Job item ▸ Express the lines as a Markdown table with the columns Row and Line, starting at the line that contains "The document below" and ending at the line that contains "box: [342, 172, 465, 204]". Include both of those lines, nothing outside that range, and no blank lines.

(Stored items)
++++++++++++++++++++
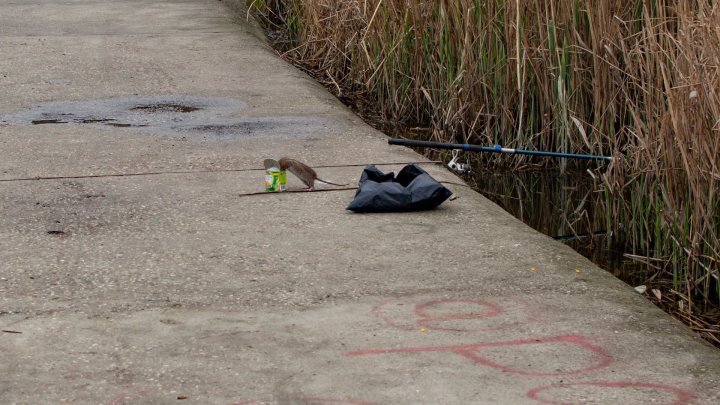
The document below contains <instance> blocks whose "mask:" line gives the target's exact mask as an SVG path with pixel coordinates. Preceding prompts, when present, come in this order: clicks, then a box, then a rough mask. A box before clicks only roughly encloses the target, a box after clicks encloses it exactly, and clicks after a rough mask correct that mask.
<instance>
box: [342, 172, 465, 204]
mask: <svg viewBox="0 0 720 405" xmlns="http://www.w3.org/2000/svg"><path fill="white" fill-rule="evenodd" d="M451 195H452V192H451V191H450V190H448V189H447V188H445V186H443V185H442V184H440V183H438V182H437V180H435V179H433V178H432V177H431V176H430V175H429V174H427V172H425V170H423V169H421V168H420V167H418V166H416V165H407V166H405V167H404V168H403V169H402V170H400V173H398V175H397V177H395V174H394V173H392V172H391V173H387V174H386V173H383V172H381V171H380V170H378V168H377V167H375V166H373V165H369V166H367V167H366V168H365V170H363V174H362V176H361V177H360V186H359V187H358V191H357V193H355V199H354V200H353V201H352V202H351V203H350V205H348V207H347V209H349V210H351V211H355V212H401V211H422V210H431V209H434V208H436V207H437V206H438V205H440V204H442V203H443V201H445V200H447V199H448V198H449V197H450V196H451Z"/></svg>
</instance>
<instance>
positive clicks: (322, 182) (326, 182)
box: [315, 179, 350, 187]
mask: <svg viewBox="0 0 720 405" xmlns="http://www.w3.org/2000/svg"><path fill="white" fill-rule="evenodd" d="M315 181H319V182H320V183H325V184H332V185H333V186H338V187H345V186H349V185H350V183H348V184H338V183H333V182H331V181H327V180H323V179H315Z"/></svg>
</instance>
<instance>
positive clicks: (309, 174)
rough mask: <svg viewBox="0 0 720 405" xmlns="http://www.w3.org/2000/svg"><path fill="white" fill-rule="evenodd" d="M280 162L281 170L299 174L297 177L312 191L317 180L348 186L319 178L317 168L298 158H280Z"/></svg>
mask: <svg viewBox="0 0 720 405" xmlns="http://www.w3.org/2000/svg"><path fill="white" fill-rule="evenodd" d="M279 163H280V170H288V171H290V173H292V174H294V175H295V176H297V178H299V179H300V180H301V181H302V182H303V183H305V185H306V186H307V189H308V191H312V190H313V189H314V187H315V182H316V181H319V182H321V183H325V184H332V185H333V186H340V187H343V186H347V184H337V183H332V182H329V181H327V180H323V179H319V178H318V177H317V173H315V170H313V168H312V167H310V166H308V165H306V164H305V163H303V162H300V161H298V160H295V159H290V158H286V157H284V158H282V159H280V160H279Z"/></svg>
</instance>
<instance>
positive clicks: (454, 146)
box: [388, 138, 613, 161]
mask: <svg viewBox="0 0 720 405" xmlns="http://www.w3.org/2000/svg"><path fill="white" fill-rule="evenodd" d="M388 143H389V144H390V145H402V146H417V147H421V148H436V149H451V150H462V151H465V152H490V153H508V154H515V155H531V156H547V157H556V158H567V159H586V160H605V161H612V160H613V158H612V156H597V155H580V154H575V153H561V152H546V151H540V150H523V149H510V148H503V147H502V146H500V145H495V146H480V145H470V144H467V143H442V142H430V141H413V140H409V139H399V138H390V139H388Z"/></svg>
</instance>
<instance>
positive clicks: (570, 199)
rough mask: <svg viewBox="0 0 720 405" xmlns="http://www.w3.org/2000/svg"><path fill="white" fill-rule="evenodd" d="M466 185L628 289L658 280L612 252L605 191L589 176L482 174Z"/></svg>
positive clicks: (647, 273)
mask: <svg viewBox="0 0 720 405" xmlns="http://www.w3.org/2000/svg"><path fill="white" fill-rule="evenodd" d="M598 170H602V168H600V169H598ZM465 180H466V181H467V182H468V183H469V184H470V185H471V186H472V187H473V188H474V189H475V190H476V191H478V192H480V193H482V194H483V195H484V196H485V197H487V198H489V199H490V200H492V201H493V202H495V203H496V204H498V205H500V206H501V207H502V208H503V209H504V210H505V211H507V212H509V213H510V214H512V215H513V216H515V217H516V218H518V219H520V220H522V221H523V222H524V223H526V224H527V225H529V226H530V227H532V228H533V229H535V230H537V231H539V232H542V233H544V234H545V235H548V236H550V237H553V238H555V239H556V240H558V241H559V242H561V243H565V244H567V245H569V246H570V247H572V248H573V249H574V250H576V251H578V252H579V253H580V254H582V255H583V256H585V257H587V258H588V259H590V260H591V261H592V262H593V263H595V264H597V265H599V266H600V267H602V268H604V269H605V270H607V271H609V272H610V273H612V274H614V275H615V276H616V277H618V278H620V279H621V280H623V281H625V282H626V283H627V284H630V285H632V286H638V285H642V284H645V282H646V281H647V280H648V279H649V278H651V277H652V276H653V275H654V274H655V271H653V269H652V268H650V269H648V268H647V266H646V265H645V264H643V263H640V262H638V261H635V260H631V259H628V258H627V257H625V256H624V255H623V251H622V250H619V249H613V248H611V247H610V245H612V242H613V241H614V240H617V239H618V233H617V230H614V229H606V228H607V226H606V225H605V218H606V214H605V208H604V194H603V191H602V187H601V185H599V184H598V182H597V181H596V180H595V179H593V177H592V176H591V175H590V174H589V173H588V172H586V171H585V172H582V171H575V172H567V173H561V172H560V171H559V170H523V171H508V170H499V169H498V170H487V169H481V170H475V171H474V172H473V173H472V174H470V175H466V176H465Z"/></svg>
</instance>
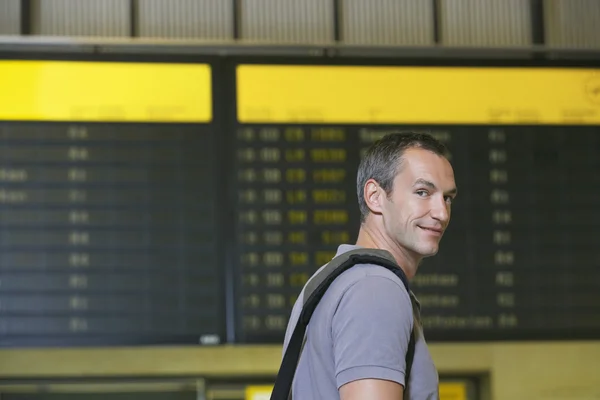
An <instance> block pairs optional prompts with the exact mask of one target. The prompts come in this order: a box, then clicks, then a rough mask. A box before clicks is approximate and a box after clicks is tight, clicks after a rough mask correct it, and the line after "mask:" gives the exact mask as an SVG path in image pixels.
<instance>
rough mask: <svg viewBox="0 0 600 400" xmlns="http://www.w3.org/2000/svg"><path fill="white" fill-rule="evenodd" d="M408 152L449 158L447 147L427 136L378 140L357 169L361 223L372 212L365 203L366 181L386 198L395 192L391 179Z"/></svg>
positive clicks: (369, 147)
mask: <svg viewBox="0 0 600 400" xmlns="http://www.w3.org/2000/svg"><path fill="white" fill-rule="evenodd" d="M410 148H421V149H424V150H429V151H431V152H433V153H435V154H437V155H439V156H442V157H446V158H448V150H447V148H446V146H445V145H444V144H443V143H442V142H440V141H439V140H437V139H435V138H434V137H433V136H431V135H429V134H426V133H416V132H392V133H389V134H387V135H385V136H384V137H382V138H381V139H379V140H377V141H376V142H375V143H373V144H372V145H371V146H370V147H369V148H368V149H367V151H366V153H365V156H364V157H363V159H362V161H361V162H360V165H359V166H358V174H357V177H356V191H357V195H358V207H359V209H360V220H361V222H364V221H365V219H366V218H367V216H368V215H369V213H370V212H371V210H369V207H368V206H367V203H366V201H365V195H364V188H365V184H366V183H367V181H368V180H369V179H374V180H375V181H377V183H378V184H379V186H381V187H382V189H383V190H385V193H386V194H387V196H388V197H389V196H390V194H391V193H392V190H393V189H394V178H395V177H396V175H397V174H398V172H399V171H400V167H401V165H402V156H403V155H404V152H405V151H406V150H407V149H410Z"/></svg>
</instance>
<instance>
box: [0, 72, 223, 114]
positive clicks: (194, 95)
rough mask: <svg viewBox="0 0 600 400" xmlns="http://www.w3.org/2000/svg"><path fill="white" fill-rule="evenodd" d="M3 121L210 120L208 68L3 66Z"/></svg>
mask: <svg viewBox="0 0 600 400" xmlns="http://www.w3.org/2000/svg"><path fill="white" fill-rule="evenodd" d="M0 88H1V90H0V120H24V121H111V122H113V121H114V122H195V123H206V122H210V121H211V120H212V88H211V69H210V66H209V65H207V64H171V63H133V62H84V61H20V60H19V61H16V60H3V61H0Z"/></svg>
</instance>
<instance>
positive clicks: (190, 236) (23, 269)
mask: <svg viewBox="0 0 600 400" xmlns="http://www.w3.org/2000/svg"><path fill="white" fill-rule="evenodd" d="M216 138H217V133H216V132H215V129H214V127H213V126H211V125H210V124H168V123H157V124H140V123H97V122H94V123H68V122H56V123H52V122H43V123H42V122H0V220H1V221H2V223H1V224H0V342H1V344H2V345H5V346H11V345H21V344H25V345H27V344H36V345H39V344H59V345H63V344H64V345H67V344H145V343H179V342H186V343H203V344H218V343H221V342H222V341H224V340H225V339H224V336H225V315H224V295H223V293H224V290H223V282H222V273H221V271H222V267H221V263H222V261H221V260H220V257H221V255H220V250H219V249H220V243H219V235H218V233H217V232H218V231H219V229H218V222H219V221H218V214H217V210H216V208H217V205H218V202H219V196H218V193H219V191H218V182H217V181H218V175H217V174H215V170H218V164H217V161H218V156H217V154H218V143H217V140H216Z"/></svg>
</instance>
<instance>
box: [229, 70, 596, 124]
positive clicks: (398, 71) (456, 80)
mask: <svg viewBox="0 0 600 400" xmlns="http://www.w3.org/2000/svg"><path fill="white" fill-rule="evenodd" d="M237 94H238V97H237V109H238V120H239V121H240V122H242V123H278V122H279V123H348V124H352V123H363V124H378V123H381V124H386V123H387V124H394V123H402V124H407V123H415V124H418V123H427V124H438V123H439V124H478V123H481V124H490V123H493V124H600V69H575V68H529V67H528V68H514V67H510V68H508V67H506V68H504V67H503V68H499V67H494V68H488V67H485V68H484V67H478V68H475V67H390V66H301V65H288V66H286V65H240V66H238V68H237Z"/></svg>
++++++++++++++++++++
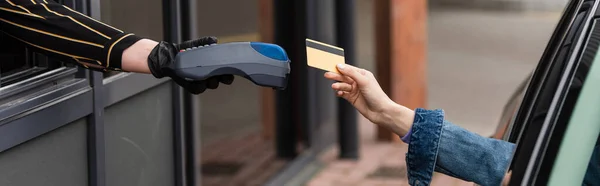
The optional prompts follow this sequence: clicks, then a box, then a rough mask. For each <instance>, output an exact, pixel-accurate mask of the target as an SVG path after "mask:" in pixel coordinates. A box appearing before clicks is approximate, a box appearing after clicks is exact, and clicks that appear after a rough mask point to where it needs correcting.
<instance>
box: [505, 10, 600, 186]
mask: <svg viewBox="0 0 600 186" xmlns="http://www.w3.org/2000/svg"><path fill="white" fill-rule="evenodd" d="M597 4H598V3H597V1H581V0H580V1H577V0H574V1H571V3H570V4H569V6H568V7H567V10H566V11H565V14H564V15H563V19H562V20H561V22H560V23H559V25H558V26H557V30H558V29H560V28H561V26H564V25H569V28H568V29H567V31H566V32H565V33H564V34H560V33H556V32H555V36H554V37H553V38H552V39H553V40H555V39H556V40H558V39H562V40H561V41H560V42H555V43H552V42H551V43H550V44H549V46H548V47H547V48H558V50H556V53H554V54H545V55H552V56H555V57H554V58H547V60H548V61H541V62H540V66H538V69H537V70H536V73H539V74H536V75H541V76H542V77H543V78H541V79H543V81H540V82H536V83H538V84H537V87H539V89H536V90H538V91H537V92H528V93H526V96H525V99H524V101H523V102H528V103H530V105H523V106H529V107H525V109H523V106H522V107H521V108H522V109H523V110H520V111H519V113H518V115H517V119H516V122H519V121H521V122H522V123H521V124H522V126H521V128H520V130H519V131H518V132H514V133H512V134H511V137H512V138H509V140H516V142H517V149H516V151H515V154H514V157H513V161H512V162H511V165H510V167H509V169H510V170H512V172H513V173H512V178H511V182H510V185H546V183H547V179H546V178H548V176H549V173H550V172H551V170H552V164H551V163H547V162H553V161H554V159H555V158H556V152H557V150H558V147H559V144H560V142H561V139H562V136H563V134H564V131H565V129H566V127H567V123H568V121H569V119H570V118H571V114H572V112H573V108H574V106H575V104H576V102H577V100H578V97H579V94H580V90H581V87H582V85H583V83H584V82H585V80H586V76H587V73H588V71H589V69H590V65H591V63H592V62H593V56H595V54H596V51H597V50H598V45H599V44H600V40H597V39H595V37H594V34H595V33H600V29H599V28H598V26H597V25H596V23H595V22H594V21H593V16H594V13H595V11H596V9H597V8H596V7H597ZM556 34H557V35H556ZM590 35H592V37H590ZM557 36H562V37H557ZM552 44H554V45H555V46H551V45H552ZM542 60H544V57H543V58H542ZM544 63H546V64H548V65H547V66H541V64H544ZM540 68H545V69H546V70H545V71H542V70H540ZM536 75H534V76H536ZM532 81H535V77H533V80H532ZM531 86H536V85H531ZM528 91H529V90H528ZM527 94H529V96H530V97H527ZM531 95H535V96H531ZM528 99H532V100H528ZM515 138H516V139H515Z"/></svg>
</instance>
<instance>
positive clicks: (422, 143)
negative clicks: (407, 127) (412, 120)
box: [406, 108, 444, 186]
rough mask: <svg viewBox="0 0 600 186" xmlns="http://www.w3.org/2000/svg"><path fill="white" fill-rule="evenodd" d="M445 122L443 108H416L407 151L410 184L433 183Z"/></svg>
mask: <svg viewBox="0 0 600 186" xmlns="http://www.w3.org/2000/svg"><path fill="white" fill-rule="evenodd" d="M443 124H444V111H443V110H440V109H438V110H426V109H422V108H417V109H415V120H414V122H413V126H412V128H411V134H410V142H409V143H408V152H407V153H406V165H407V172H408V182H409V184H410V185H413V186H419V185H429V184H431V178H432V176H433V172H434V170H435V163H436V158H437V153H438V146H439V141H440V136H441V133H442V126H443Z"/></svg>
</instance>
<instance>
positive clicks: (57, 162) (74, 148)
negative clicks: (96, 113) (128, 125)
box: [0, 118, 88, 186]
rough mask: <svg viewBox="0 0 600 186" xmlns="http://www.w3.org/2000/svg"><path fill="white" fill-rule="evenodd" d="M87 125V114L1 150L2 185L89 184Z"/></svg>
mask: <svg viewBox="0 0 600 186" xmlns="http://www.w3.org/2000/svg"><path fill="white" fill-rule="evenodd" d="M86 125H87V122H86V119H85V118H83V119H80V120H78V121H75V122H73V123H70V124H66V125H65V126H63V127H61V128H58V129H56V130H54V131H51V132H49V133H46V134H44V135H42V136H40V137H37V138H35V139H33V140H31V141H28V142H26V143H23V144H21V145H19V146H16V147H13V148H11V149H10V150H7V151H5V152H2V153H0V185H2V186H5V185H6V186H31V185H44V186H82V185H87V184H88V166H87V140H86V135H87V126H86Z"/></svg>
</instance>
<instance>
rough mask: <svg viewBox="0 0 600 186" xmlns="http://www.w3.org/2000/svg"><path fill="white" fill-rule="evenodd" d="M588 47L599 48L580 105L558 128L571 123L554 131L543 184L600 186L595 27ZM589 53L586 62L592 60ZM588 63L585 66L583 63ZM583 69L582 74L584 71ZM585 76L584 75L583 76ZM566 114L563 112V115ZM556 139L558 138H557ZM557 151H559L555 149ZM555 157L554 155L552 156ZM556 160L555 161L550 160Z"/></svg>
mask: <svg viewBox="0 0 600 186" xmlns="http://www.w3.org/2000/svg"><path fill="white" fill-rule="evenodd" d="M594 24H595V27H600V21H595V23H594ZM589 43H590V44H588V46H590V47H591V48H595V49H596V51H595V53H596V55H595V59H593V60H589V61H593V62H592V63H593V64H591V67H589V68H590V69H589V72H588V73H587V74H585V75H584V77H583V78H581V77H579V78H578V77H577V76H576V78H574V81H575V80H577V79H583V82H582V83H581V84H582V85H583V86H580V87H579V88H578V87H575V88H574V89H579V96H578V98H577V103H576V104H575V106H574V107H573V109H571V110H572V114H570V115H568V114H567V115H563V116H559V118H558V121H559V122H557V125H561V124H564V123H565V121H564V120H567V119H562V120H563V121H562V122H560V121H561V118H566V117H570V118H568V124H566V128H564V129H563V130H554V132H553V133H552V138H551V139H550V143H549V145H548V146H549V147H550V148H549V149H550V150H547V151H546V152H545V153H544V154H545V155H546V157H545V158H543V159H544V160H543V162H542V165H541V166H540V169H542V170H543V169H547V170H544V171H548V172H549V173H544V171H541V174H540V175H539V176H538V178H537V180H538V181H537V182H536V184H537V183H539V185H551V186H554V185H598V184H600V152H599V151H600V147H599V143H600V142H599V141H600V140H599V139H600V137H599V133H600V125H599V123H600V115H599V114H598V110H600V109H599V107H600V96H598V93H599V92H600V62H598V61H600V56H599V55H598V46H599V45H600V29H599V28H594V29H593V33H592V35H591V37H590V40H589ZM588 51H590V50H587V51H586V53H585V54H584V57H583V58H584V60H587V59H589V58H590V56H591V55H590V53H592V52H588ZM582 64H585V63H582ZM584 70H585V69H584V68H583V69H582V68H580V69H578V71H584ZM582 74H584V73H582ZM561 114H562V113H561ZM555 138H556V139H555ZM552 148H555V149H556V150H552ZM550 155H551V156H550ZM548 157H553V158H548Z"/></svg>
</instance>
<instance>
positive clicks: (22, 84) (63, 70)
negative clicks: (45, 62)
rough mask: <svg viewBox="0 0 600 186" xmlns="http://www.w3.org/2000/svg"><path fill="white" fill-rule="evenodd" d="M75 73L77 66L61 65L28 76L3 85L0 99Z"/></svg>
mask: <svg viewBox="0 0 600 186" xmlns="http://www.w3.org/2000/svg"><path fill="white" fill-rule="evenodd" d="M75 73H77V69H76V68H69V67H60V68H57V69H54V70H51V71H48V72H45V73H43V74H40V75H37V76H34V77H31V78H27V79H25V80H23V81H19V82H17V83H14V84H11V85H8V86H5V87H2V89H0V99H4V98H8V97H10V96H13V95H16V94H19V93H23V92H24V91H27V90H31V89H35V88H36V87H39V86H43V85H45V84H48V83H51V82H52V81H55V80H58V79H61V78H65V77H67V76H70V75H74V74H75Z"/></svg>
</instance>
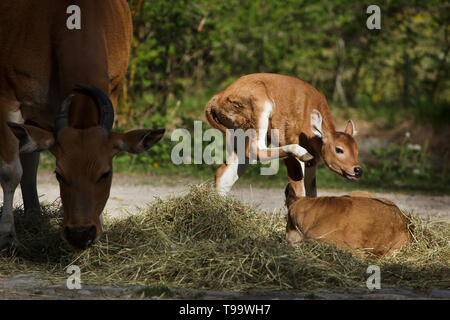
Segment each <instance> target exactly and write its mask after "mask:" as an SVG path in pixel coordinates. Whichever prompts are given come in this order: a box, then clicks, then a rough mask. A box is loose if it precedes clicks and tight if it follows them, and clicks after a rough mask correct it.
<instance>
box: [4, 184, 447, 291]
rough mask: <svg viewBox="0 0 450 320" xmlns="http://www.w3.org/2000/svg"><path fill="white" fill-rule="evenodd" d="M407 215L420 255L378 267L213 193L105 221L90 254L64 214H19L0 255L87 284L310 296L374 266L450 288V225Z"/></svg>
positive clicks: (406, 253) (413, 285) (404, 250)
++++++++++++++++++++
Answer space ▸
| Row | Line |
|---|---|
| 1 | The document below contains <instance> blocks whose "mask:" line gives the target's exact mask as an SVG path with pixel coordinates. Preceding prompts, when present, come in this order: clicks, then a box, then a rough mask. A box before clicks only roughly encloses the target, a box after clicks encloses it exactly, and clicks after a rough mask correct that mask. |
| 2 | <instance> |
| 3 | box: [342, 172, 465, 204] |